I was going to go into the detail of the issue of connecting cities. This absolutely will connect cities, but that is not the issue for people who live in North East Derbyshire. In Apperknowle, what people want is to get a bus to the hospital, not to go to London. In each of the recent public meetings I have held, attended by hundreds of people, we asked when was the last time anybody had been to London. In one group of 300 people, five people had been to London in the past five years. This is not being done for the benefit of the people of North East Derbyshire.

I have serious doubts about the business and economic case, too, but those concerns have been raised by other Members, so I will not rehearse them. I do want to say, however, that I have found the consultation to be the most disappointing part of this whole project. HS2 Ltd has been very good at consulting stakeholders, but the stakeholders do not include those people whose houses and businesses the route is going through. The project has failed at the level of going and talking to people—not just persuading them of why the train has to come through their front room, but explaining why a high-speed rail link is needed. People are just not convinced.

At the same time as there is the hardship scheme, we are being told the route has not yet been fixed and the consultation has not even been opened, and therefore no decisions can be made on where the route is going to go. At the same time, however, not very far from my constituency, a kink has been put in to get the train to go around Firth Rixson steelworks in Sheffield. Why are we allowing and announcing changes to the route when the consultation has not even been opened? If the Department for Transport and HS2 Ltd are open to persuasion, will they please put in a kink and go all the way around North East Derbyshire?

⁂

■ **Work request A**
In the speech about HS2, how many people in one group of 300 had been to London in the past five years?
■ **Work request B**
Update the HS2 speech starting at "I have serious" and ending at "just not convinced.", with "stakeholders" replaced by "interested parties" throughout.

■ **Saved entries**

⁂

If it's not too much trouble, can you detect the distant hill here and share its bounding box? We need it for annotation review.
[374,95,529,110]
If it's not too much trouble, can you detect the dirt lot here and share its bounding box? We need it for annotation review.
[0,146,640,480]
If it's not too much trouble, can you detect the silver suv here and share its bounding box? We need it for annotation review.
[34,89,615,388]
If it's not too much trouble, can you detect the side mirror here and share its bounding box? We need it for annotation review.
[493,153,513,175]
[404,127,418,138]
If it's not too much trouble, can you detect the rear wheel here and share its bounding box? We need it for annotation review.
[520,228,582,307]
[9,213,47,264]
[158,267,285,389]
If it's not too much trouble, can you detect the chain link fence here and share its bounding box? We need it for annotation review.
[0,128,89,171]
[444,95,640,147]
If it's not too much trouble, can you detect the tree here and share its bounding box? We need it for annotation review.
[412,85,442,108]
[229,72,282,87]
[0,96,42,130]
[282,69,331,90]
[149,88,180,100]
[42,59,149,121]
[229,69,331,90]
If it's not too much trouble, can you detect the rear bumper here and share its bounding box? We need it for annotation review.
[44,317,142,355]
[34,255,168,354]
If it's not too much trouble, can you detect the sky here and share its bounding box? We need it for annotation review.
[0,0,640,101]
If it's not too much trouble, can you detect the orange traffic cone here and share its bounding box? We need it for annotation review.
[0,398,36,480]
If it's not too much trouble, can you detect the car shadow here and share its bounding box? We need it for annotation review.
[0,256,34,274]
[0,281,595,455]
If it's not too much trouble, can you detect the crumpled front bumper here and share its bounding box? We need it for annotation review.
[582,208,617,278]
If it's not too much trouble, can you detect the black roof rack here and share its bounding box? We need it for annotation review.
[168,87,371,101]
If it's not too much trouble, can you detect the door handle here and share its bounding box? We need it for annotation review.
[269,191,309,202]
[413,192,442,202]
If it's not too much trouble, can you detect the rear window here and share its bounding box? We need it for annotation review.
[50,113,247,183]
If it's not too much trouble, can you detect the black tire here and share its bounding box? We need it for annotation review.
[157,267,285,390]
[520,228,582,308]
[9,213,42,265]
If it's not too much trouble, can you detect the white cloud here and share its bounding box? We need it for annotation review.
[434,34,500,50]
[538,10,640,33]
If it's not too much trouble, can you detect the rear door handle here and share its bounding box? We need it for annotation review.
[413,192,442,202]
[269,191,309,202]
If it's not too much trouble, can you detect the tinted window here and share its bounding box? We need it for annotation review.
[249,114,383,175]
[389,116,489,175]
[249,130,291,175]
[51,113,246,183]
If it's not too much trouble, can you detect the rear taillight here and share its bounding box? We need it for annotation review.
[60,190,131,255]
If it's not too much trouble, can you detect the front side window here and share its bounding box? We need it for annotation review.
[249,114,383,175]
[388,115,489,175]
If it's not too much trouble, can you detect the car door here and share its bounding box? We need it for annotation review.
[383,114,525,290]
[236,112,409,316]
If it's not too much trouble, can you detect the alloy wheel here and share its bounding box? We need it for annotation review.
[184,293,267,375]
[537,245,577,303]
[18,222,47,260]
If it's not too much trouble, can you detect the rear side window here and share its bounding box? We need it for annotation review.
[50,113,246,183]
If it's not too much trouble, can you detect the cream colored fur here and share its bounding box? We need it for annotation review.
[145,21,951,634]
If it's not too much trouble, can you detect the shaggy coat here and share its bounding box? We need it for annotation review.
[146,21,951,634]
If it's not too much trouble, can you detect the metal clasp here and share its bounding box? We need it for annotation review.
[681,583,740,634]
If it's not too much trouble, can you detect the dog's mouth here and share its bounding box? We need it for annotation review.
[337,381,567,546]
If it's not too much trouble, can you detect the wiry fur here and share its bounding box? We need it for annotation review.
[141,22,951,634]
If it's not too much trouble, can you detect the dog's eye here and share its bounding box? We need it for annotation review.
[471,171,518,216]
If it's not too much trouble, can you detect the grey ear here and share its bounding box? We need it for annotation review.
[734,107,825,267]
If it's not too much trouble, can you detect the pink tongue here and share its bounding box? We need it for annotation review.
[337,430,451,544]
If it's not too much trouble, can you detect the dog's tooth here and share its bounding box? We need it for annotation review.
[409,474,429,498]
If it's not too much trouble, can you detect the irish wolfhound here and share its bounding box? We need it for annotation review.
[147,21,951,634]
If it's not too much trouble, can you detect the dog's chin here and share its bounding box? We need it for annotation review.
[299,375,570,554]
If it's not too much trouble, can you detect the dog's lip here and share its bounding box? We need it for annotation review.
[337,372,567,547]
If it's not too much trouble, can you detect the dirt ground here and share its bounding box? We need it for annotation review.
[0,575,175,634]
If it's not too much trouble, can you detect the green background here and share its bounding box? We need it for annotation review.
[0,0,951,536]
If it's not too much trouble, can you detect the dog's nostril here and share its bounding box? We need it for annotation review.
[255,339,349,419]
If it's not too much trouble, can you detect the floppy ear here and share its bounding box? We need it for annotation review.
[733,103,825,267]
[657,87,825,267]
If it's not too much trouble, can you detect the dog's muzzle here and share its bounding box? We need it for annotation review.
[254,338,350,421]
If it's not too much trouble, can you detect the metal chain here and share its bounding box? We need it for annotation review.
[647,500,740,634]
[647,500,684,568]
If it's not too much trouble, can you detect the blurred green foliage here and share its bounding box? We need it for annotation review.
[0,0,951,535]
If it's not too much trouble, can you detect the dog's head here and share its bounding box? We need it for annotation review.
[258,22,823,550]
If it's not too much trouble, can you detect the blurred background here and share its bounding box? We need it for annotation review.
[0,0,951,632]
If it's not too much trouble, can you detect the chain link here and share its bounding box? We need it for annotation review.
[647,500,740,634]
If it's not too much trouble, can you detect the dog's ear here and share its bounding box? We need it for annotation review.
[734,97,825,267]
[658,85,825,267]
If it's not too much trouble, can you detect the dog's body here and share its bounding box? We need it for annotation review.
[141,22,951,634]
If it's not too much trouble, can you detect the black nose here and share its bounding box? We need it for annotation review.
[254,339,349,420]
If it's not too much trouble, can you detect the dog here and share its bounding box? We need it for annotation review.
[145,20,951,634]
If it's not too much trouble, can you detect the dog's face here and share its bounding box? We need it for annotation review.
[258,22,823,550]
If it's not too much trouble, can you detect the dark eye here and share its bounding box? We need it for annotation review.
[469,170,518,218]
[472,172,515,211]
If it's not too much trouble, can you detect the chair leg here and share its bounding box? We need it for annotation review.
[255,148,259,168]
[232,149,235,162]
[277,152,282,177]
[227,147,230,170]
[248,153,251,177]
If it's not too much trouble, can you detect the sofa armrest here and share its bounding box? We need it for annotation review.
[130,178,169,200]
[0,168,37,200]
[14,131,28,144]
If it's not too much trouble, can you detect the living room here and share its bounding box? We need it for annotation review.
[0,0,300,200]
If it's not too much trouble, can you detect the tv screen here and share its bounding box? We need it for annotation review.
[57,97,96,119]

⁂

■ **Your response A**
Five people in that group had been to London in the past five years.

■ **Your response B**
I have serious doubts about the business and economic case, too, but those concerns have been raised by other Members, so I will not rehearse them. I do want to say, however, that I have found the consultation to be the most disappointing part of this whole project. HS2 Ltd has been very good at consulting interested parties, but the interested parties do not include those people whose houses and businesses the route is going through. The project has failed at the level of going and talking to people—not just persuading them of why the train has to come through their front room, but explaining why a high-speed rail link is needed. People are just not convinced.